### WRITTEN REQUEST
Using the data below, repeat all of it precisely.

☆ ☆ ☆ ☆ ☆ ☆ ☆

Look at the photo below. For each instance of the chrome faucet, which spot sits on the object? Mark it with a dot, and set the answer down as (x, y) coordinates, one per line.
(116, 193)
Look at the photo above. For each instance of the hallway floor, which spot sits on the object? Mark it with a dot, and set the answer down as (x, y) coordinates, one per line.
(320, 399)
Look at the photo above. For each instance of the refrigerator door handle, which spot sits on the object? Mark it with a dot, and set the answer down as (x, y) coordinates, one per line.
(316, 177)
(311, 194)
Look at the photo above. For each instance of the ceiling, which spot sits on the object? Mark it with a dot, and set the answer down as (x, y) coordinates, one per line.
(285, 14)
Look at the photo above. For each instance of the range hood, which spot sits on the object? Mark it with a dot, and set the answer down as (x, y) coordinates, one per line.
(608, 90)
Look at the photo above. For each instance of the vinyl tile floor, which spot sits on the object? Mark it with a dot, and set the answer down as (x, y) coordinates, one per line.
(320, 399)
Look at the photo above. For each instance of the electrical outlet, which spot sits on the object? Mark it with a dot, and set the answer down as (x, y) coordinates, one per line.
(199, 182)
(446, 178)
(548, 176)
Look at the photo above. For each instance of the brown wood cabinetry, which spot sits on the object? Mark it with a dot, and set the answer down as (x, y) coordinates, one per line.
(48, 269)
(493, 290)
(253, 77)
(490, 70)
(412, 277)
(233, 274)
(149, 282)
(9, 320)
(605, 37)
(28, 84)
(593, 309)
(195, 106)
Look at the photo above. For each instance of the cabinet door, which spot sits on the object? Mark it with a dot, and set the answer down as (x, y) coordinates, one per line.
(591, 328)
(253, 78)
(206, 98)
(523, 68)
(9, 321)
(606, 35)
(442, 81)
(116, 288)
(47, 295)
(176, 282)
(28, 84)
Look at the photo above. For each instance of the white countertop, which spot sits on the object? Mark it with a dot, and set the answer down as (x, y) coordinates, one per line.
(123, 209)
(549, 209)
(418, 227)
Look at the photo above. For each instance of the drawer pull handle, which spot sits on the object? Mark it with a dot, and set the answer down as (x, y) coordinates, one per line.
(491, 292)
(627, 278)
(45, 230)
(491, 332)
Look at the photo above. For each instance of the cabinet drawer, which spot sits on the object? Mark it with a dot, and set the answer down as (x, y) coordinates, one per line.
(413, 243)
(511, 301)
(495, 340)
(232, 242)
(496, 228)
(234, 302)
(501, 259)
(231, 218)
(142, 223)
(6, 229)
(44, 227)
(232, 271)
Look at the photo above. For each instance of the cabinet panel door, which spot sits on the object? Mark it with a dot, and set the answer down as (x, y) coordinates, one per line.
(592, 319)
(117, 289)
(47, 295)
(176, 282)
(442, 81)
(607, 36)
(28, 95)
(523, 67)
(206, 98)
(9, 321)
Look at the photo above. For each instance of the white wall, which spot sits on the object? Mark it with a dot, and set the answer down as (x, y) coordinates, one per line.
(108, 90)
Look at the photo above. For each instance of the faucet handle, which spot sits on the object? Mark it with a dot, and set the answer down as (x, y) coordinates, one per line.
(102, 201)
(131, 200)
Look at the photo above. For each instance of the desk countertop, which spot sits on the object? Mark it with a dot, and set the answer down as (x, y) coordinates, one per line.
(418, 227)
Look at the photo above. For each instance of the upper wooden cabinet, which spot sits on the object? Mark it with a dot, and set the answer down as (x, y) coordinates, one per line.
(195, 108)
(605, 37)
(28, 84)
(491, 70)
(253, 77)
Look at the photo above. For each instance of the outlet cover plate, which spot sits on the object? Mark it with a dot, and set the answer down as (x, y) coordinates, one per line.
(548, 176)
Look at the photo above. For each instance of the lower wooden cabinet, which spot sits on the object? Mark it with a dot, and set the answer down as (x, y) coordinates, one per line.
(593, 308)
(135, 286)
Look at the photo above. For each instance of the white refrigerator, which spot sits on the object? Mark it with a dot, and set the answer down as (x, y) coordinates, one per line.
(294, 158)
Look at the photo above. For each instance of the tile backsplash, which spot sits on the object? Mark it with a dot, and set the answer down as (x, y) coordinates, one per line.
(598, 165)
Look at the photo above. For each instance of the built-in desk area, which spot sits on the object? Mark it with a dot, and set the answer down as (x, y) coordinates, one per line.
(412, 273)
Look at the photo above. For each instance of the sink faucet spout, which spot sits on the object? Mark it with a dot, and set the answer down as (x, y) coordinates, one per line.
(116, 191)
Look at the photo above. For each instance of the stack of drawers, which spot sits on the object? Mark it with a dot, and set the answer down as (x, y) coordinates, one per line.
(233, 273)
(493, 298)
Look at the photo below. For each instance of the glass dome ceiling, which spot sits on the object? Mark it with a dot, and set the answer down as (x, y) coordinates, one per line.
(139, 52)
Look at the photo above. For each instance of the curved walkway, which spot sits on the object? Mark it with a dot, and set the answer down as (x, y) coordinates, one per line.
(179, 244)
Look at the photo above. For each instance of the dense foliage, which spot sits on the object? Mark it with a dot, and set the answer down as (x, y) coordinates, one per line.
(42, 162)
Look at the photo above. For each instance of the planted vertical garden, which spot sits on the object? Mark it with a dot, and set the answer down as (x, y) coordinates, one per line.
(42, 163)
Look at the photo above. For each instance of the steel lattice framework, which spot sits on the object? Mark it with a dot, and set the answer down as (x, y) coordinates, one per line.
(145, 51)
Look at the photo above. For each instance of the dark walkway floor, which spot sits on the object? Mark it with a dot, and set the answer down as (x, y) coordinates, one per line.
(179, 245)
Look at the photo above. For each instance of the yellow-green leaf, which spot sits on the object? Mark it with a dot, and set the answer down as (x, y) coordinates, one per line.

☆ ☆ ☆ ☆ ☆ ☆ ☆

### EXERCISE OUTPUT
Look at the photo below. For each instance of the chrome faucet, which spot sits on the object? Mark it with a dot, and set the answer down as (x, y) coordinates, one per line.
(116, 193)
Look at the photo above. For each instance of the hallway floor, which spot sits on the object? Mark it with a dot, and set the answer down as (x, y) coordinates, one per line.
(320, 399)
Look at the photo above. For each instance of the refrigerator door handle, which spot sits on the object? Mark it with a dot, and set the answer down as (x, y) coordinates, one per line.
(316, 177)
(311, 194)
Look at the photo above. For each instance of the ceiling, which spot sits on the object? Mark it with a dot, and set the answer down as (x, y) coordinates, one per line.
(285, 14)
Look at the photo above. For each instance of the range hood, which spot sits on the object? Mark it with a dot, and set the answer down as (x, y) coordinates, one per line.
(608, 90)
Look at the photo above. For each instance of the vinyl tile floor, which spot sits on the object? Mark it with a dot, and set the answer down as (x, y) coordinates, one per line.
(320, 399)
Look at the photo above. For each instance of the electrical outlet, which spot sits on the object? Mark it with a dot, and set the answer down as (x, y) coordinates, one per line.
(199, 182)
(446, 178)
(548, 176)
Look at the photo above. For each instance of the brown wood cabinetry, which spot sits on the object? Mark it with a dot, and set the answer down as (x, y) coordinates, one per line.
(48, 269)
(493, 290)
(253, 77)
(490, 70)
(412, 277)
(233, 274)
(149, 282)
(9, 320)
(605, 37)
(28, 84)
(593, 309)
(195, 106)
Look at the photo above. For each instance of the cabinet door, which spot sits on the object? Mark it with a dot, and set the answer down as (x, y) coordinates, one per line.
(591, 328)
(253, 78)
(206, 98)
(523, 68)
(9, 321)
(606, 35)
(442, 81)
(116, 288)
(47, 295)
(176, 282)
(28, 84)
Look at the photo above. For each instance of the white countertop, which spot sits on the object? Mark it with a dot, and set the answer down as (x, y) coordinates, one per line.
(123, 209)
(549, 209)
(418, 227)
Look at the photo above. For each instance of the drawer pull handle, which spot sits on the object? Mark it with a dot, and set the answer down as (x, y) coordinates, one per line.
(491, 292)
(627, 278)
(45, 230)
(491, 332)
Look at the photo above. For each instance of the cabinet drawer, which spot sits on the object? Mark it with a dot, and set the answer down as (x, y) coordinates, one per line.
(413, 243)
(511, 301)
(495, 340)
(232, 242)
(496, 228)
(234, 302)
(501, 259)
(231, 218)
(142, 223)
(6, 229)
(44, 227)
(232, 271)
Look at the photo above. For each instance of the cabinet panel door, which spot sits on the object? Mark it with a dot, and set the answer down as (x, y) coordinates, one per line.
(592, 319)
(117, 289)
(47, 295)
(176, 282)
(442, 81)
(607, 36)
(28, 95)
(523, 67)
(206, 98)
(9, 321)
Look at the photo above. For each instance of the white wall, which spot sits on the object? Mark it with a dot, and set the answer down as (x, y) coordinates, one per line.
(108, 90)
Look at the photo above. For each instance of the faucet handle, which spot sits on the object? Mark it with a dot, and set the answer down as (x, y) coordinates, one per line.
(102, 201)
(131, 200)
Look at the photo above. For each instance of the desk countertop, which spot sits on the object? Mark it with a dot, and set the answer down as (x, y) coordinates, one per line.
(418, 227)
Look at the photo above. For each instance of the upper wooden cabinet, which spot sits on the object? Mark it with a dot, and set the answer down as (x, y) coordinates, one per line.
(195, 108)
(605, 37)
(28, 84)
(491, 70)
(253, 77)
Look at the photo above. For each instance of the outlet cover plate, which spot sits on the object? Mark it with a dot, and set the answer down as (x, y) coordinates, one per line.
(548, 176)
Look at the photo above. For each instance of the lower wooden cabinet, which spot sits on the object? Mark it with a dot, and set the answer down as (x, y) coordinates, one per line.
(593, 308)
(135, 286)
Look at the photo above. For each instance of the white refrigerator, which spot sits on the object? Mark it with a dot, and set the answer down as (x, y) coordinates, one per line.
(294, 158)
Look at the photo above. For each instance of the tile backsplash, which spot sits on the object? Mark it with a dot, and set the answer down as (x, y) coordinates, one per line.
(598, 165)
Look at the photo above. For each instance of the built-in desk area, which spot sits on the object? Mark it with a dot, and set the answer down as (x, y) coordinates, one per line.
(412, 273)
Look at the photo above. For each instance of the sink faucet spout, which spot sits on the object? Mark it with a dot, and set the answer down as (x, y) coordinates, one per line.
(116, 191)
Look at the photo above. For each instance of the stack of drawers, which spot sits on the object? Mark it with a dot, and set the answer down as (x, y) coordinates, one per line.
(233, 273)
(493, 298)
Look at the photo below. For each instance of the glass dome ceiling, which spot sits on the object? Mark it with a dot, and set the answer down as (x, y) coordinates, one per line.
(139, 52)
Look at the photo above. For each instance of the curved walkway, which spot sits on the object? Mark it with a dot, and set the answer down as (x, y) coordinates, one per line.
(179, 244)
Look at the photo above. For each instance of the dense foliage, which spot sits on the object? Mark it with a dot, and set the answer down as (x, y) coordinates, one per line.
(42, 162)
Look at the photo above. For each instance of the planted vertical garden, which spot sits on the object? Mark it with a dot, and set the answer down as (x, y) coordinates, one per line.
(42, 163)
Look at the photo above. For each instance of the steel lattice framework, which spot sits on the object? Mark it with a dot, and set the answer down as (x, y) coordinates, one per line.
(145, 51)
Look at the photo above. For each instance of the dark walkway floor, which spot sits on the object? Mark it with a dot, and set the answer down as (x, y) coordinates, one per line.
(179, 245)
Look at the photo above. For each instance of the yellow-green leaf, which spot sits on the object? Mark it with a dot, and set the answer down as (x, y) coordinates, one per line.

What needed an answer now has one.